**AIM A:** Pull out the rows from the line containing "For every instance of the crispy" through the last row, both ends included, and reproduce them exactly.

Schoenberg’s Five Pieces, completed in 1909, had to wait three years to be heard in public, and then it was not the musicians of his native Vienna who took up the cudgels on his behalf but an enlightened Englishman, Sir Henry Wood, who led the premiere at one of his London Promenade concerts. The date: September 3, 1912.
Reviews were numerous, since Schoenberg’s reputation as an iconoclast had preceded him. Among the least scathing was that from the most respected of British musical observers, Ernest Newman, who related, “It is not often an English audience hisses music it does not like, but a good third of the people the other day permitted themselves that luxury after the performance of the Five Orchestral Pieces of Schoenberg. Another third of the audience was not hissing because it was laughing, and the remaining third seemed too puzzled either to laugh or to hiss.... Nevertheless, I take leave to suggest that Schoenberg is not the mere fool or madman that he is generally supposed to be.... May it not be that the new composer sees a logic in tonal relations that to the rest of us seem merely chaos at present, but the coherence of which may be clear enough to us all some day?”
Facetiously intended as Newman’s conclusion may be, it is on the mark. Furthermore, those early listeners who remarked on the score’s eccentricity had an ally in the composer himself, as witness the following in one of his letters to Richard Strauss: “The greatest difficulty in performing these pieces is that...it is really impossible to read the score. It would be almost imperative to perform them through blind faith. I can promise you something really colossal, especially in sound and mood. For that is what they are all about – completely unsymphonic, devoid of architecture or construction, just an uninterrupted changing of colors, rhythms, and moods.”

**DATA EXCERPTS:**
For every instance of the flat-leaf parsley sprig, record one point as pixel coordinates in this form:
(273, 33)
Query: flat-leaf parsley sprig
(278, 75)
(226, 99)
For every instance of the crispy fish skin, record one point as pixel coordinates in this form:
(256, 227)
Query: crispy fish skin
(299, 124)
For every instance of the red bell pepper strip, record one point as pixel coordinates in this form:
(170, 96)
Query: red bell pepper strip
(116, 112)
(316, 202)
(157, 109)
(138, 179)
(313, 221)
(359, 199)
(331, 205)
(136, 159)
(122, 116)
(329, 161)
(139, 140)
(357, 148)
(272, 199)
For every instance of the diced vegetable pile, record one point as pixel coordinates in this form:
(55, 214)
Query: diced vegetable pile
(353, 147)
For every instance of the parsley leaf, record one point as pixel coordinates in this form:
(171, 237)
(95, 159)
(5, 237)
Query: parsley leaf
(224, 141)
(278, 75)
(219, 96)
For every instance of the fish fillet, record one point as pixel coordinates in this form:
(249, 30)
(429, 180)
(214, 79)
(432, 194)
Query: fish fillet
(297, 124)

**AIM B:** Copy the passage on Schoenberg's Five Pieces word for word, from "Schoenberg’s Five Pieces, completed" through "September 3, 1912.", inclusive.

**EXPECTED ANSWER A:**
For every instance of the crispy fish skin, record one point as pixel coordinates in this form:
(256, 227)
Query: crispy fish skin
(299, 124)
For every instance of the red bell pepper strip, record one point as pixel coordinates in this form:
(170, 96)
Query: red bell pepper strip
(116, 112)
(316, 202)
(157, 109)
(138, 179)
(313, 221)
(359, 199)
(331, 205)
(136, 159)
(122, 116)
(329, 161)
(139, 140)
(357, 148)
(272, 199)
For every instance of the diced vegetable pile, record one point as pixel coordinates in this form:
(55, 214)
Query: diced vegetable pile
(353, 147)
For every instance of the parsley leaf, record one point as pixel coordinates in this form:
(171, 237)
(95, 159)
(5, 237)
Query: parsley leaf
(224, 141)
(278, 75)
(219, 96)
For every instance of the fish fillet, record one point as pixel coordinates in this form:
(249, 30)
(429, 180)
(214, 79)
(432, 194)
Query: fish fillet
(297, 124)

**EXPECTED ANSWER B:**
Schoenberg’s Five Pieces, completed in 1909, had to wait three years to be heard in public, and then it was not the musicians of his native Vienna who took up the cudgels on his behalf but an enlightened Englishman, Sir Henry Wood, who led the premiere at one of his London Promenade concerts. The date: September 3, 1912.